Zur Aufgabe – Finde in den folgenden Einträgen jede Zeile, die das Wort „patch“ enthält, und schreibe diese Zeilen unverändert ab.

Einträge aus einer Sammlung
──────

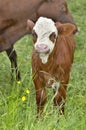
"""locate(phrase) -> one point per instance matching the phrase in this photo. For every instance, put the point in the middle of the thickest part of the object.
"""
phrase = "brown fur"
(57, 68)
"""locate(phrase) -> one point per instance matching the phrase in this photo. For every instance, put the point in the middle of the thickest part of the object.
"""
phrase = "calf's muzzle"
(42, 48)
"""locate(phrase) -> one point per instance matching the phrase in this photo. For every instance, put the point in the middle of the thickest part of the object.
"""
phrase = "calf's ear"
(65, 29)
(30, 25)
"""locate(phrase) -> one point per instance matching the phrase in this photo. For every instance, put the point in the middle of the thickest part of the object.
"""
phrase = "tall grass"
(18, 114)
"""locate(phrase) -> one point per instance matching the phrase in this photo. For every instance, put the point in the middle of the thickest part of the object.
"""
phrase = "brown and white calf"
(52, 58)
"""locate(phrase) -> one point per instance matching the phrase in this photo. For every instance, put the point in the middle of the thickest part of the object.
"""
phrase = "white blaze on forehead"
(44, 27)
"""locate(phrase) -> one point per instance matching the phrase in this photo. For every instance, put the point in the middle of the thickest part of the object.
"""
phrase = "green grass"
(18, 115)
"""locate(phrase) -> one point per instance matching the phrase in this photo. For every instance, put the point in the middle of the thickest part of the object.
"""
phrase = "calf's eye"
(53, 37)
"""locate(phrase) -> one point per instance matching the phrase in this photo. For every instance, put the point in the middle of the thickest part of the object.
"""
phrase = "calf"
(52, 58)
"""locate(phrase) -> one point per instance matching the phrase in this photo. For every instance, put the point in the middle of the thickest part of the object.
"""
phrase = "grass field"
(17, 100)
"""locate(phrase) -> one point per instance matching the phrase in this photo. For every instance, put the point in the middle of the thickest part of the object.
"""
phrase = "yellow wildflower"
(23, 98)
(27, 91)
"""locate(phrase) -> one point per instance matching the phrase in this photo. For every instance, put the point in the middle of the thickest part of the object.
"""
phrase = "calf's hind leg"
(13, 59)
(59, 98)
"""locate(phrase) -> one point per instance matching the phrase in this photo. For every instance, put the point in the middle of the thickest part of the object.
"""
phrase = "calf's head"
(45, 35)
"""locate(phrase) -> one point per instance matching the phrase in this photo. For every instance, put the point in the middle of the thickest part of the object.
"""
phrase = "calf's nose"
(42, 48)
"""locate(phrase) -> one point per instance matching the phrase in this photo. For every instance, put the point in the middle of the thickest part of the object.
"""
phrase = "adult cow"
(13, 17)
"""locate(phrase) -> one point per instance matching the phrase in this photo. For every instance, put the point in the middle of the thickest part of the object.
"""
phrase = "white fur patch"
(43, 28)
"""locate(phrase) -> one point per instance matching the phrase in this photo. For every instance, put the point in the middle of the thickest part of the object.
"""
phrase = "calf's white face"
(46, 33)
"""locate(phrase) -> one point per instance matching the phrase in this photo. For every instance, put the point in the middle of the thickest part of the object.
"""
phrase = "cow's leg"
(59, 98)
(13, 58)
(40, 100)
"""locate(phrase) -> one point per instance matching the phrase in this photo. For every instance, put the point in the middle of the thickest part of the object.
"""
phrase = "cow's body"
(51, 59)
(14, 14)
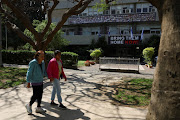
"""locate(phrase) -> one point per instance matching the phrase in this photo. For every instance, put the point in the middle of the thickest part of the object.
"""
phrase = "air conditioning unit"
(127, 10)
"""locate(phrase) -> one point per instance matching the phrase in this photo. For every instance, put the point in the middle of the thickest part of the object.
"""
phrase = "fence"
(119, 64)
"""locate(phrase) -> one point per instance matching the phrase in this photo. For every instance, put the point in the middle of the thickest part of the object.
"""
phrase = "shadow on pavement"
(69, 114)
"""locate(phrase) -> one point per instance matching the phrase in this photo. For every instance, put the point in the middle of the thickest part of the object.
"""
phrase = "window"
(153, 10)
(113, 12)
(80, 14)
(146, 31)
(92, 33)
(84, 14)
(106, 12)
(127, 10)
(131, 10)
(144, 10)
(138, 10)
(158, 32)
(118, 12)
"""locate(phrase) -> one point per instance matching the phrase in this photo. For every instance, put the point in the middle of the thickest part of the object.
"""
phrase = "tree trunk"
(165, 94)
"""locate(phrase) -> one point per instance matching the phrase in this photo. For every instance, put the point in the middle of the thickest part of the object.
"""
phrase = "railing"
(133, 17)
(117, 63)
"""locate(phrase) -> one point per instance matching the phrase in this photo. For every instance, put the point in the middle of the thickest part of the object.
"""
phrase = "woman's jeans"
(56, 89)
(37, 95)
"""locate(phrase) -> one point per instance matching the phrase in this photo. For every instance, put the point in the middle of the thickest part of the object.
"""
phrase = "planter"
(87, 63)
(92, 63)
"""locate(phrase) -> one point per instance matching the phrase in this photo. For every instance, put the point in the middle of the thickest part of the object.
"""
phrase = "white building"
(117, 21)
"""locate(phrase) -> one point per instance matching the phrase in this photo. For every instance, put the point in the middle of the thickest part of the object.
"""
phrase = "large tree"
(165, 95)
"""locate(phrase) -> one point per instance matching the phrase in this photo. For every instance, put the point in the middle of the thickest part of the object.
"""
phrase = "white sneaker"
(40, 110)
(29, 109)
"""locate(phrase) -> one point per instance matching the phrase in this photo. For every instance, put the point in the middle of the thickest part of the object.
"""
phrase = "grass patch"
(10, 77)
(81, 63)
(135, 92)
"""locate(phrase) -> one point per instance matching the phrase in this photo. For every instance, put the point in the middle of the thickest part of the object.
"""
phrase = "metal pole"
(0, 43)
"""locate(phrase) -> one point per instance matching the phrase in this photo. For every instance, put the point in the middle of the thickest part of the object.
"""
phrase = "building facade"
(125, 25)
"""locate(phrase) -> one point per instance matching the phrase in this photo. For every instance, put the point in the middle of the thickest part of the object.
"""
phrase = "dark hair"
(56, 52)
(37, 54)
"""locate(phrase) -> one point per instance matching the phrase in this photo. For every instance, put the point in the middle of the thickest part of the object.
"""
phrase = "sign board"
(124, 40)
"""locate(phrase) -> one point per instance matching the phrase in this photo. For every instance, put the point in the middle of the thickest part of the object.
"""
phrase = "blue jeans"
(56, 89)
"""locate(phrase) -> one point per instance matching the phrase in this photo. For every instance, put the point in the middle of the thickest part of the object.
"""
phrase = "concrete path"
(82, 94)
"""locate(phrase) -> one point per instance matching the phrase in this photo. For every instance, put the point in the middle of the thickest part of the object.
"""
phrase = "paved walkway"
(81, 94)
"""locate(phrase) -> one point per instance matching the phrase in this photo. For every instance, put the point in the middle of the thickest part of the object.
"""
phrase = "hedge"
(23, 57)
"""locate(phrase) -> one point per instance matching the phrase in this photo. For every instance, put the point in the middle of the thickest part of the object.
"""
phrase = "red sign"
(131, 42)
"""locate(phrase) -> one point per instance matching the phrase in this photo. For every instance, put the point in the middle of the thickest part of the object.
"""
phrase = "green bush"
(69, 59)
(148, 55)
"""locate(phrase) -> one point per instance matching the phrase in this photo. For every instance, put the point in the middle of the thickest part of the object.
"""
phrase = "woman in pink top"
(55, 72)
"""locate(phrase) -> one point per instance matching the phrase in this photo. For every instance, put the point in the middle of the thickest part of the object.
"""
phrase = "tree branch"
(156, 3)
(50, 17)
(22, 16)
(20, 33)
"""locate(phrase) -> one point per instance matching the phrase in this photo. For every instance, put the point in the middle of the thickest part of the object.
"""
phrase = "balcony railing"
(134, 17)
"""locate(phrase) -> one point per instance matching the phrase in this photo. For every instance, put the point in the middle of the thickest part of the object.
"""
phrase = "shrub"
(70, 59)
(148, 55)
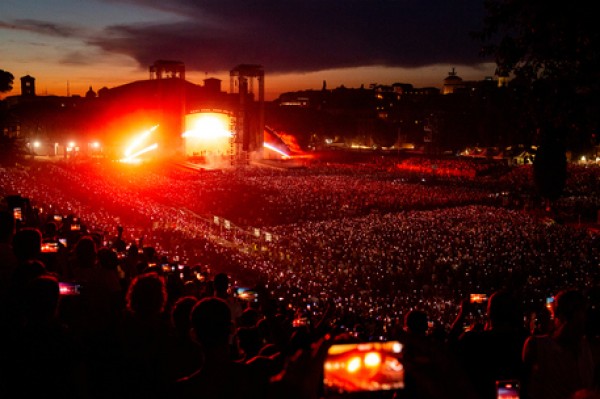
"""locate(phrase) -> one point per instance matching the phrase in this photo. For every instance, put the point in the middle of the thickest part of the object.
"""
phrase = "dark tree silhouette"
(553, 52)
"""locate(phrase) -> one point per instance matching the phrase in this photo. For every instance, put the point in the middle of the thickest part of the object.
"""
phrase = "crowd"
(354, 253)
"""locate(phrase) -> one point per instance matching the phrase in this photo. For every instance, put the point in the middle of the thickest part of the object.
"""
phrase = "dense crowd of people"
(108, 267)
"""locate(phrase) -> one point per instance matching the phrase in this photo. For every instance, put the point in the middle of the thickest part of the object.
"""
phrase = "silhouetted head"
(147, 295)
(7, 226)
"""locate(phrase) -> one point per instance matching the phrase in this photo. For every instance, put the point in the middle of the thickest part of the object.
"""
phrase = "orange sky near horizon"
(67, 81)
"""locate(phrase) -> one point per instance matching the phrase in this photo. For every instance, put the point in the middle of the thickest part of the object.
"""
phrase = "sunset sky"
(70, 45)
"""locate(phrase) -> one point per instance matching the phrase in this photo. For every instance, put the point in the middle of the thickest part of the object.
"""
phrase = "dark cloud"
(42, 27)
(302, 36)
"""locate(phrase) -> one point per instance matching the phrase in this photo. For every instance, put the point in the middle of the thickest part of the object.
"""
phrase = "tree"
(6, 81)
(553, 51)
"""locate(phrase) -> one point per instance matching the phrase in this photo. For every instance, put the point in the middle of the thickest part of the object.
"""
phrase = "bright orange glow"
(207, 134)
(354, 365)
(139, 140)
(277, 150)
(133, 157)
(372, 359)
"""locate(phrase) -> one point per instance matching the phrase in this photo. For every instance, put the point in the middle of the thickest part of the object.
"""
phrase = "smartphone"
(246, 294)
(363, 367)
(49, 247)
(507, 389)
(69, 288)
(550, 305)
(18, 214)
(478, 298)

──────

Ergebnis –
phrase = "white fur patch"
phrase = "grass patch"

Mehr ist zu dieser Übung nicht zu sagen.